PROVIDED MATERIAL:
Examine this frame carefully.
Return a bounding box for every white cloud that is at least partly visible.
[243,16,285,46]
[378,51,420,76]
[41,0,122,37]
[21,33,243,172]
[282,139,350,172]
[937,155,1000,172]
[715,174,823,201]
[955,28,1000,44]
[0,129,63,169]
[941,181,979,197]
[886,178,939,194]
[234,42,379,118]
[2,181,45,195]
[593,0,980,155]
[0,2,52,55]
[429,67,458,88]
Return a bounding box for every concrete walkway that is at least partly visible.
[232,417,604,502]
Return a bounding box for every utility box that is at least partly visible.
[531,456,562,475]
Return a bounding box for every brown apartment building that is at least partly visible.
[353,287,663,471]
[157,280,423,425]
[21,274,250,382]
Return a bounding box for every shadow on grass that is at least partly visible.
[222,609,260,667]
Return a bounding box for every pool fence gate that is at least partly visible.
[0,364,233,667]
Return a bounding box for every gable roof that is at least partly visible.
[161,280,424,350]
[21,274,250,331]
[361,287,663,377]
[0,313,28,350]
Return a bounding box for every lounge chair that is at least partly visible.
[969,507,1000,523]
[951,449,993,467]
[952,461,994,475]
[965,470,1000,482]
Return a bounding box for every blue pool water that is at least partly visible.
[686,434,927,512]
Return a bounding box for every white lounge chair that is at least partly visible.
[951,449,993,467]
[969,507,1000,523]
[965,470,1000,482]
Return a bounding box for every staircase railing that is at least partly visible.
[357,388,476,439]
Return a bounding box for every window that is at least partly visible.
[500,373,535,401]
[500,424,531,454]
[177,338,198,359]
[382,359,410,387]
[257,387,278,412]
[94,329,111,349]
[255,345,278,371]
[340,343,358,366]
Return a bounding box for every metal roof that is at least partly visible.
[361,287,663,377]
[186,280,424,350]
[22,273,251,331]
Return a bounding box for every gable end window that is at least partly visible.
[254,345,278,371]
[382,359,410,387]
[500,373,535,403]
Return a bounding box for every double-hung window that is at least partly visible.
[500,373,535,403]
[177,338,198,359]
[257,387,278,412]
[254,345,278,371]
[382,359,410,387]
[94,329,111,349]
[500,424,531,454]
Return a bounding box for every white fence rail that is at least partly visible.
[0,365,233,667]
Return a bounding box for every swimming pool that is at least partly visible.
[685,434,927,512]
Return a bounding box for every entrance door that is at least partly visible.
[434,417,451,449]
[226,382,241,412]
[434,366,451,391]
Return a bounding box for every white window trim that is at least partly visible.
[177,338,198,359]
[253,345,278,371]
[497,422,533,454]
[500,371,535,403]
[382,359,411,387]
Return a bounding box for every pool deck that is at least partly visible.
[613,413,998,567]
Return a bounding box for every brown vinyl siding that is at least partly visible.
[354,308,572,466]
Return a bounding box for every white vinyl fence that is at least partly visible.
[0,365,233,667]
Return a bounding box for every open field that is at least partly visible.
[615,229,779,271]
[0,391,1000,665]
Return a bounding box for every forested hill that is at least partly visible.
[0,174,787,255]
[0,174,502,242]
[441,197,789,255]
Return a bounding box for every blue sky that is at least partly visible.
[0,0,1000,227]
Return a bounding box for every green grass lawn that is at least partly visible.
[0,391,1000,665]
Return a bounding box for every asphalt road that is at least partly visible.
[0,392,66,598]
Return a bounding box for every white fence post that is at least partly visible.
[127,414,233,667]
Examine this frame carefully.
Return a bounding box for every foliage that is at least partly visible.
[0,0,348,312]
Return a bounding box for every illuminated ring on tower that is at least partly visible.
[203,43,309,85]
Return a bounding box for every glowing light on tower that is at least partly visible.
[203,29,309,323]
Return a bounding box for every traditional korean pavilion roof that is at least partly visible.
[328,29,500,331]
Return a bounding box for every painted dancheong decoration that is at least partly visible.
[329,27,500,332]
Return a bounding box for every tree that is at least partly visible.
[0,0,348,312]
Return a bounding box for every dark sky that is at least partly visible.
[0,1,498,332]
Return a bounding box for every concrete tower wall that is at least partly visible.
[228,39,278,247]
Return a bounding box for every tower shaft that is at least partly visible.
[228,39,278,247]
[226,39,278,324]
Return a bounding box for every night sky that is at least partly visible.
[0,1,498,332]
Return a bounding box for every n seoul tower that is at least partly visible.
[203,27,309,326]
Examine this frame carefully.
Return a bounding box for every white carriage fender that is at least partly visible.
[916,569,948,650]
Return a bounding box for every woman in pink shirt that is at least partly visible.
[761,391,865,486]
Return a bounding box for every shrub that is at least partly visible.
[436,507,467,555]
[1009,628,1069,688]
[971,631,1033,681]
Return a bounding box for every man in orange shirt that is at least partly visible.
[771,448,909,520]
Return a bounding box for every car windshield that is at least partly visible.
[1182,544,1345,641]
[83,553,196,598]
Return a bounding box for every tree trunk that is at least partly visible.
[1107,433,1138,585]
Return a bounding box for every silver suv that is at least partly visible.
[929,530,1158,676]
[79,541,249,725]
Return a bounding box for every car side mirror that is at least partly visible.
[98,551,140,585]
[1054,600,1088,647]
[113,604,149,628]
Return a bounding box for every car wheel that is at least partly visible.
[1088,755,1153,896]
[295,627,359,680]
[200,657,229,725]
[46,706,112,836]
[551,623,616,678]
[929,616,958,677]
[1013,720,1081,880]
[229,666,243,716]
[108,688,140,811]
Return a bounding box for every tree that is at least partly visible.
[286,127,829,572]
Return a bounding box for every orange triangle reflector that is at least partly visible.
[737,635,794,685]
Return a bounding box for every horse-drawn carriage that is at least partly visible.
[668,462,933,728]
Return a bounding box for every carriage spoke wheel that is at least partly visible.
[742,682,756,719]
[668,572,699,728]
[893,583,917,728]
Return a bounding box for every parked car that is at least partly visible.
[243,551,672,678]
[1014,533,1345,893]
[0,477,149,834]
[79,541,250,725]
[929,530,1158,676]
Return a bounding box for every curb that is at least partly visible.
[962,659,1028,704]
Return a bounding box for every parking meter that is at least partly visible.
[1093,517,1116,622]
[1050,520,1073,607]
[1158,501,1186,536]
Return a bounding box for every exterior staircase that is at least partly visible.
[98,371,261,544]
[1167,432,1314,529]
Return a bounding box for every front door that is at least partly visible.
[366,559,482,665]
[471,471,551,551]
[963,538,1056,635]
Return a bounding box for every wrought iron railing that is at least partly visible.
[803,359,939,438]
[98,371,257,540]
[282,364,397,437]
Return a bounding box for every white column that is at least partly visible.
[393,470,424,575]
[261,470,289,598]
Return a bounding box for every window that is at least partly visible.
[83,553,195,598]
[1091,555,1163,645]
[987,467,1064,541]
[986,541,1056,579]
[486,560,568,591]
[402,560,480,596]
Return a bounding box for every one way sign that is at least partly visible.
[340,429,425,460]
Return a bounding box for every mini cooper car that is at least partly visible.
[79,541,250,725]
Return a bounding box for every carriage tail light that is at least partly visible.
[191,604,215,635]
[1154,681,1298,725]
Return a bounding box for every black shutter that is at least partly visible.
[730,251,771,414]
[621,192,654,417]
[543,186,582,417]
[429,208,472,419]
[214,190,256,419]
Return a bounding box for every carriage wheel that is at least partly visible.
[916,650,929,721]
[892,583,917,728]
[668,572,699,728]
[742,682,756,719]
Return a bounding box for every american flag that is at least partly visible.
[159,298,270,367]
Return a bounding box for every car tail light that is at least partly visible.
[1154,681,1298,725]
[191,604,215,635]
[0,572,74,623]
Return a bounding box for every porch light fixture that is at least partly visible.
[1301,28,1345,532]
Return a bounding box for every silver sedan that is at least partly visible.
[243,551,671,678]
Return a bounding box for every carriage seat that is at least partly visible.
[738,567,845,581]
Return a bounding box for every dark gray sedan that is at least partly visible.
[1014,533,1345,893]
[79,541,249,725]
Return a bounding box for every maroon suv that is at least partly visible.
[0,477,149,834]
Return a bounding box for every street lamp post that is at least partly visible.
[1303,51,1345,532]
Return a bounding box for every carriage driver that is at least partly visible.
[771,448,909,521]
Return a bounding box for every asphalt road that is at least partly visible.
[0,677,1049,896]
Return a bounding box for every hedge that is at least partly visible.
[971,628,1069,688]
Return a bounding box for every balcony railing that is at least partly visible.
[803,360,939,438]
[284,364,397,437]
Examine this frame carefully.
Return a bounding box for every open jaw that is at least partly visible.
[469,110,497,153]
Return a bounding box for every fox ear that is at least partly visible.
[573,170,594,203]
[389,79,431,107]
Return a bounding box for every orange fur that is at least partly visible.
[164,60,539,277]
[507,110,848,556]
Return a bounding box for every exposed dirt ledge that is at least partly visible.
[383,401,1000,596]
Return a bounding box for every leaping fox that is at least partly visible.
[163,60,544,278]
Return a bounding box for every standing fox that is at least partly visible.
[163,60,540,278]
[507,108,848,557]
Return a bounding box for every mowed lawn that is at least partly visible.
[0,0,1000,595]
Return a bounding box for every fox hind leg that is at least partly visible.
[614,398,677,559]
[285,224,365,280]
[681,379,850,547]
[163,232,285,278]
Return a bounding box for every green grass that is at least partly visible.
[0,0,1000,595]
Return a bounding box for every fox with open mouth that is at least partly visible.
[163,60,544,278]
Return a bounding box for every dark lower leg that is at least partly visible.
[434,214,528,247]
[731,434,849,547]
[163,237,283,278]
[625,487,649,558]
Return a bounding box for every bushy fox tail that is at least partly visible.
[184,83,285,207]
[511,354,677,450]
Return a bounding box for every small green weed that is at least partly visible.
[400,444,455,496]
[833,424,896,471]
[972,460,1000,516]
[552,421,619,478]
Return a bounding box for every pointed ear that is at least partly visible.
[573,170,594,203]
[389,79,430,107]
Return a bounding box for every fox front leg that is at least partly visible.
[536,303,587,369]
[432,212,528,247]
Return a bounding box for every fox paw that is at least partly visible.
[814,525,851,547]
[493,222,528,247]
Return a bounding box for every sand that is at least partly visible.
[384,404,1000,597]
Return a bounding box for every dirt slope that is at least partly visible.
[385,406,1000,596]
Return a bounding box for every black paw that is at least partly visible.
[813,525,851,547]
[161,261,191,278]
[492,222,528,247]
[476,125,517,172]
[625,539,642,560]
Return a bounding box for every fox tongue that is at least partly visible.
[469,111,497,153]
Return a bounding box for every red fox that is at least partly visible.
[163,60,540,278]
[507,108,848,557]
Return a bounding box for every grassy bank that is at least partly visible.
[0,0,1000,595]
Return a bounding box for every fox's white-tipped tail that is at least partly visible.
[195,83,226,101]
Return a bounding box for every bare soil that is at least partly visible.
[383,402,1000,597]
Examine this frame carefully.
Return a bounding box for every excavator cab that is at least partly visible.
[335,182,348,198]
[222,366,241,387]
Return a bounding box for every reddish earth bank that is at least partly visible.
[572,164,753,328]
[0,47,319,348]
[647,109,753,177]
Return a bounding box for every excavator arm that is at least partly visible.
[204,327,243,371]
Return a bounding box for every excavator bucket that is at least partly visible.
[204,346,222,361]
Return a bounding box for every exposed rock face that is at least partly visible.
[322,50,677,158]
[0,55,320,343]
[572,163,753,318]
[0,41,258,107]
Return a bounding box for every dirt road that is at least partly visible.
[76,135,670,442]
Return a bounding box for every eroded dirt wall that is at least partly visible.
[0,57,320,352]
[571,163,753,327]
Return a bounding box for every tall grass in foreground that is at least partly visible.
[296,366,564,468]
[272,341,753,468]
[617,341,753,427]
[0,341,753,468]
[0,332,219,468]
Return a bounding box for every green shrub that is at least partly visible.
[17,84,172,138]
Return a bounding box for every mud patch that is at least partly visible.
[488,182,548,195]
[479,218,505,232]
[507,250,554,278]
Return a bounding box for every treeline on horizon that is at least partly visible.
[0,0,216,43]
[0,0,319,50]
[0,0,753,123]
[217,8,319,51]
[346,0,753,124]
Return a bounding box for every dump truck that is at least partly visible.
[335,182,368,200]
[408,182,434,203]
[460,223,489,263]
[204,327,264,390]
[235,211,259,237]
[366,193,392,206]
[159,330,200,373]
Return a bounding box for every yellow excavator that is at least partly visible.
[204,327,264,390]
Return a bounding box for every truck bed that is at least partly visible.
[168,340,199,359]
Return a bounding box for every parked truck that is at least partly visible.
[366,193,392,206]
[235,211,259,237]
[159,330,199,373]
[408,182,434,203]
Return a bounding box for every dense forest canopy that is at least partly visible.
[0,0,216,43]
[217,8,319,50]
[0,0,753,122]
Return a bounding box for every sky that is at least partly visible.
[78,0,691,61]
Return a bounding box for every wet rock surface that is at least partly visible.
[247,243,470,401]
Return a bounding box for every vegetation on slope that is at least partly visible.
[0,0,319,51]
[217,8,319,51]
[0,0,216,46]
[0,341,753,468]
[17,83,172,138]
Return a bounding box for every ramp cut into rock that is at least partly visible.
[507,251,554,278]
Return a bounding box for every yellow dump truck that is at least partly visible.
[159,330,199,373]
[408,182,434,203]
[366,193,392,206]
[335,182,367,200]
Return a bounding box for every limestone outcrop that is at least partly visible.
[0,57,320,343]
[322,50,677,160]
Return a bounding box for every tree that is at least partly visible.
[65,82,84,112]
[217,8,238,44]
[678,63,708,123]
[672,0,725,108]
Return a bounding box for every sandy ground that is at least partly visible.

WHAT TO PRODUCE: Pick out every line in the entries above that contains the word "exposed", and copy each one in full.

EXERCISE SOLUTION:
Return a bounding box for every exposed dirt ledge that is at least partly visible.
Return a bounding box for every exposed rock face that is at least partly visible.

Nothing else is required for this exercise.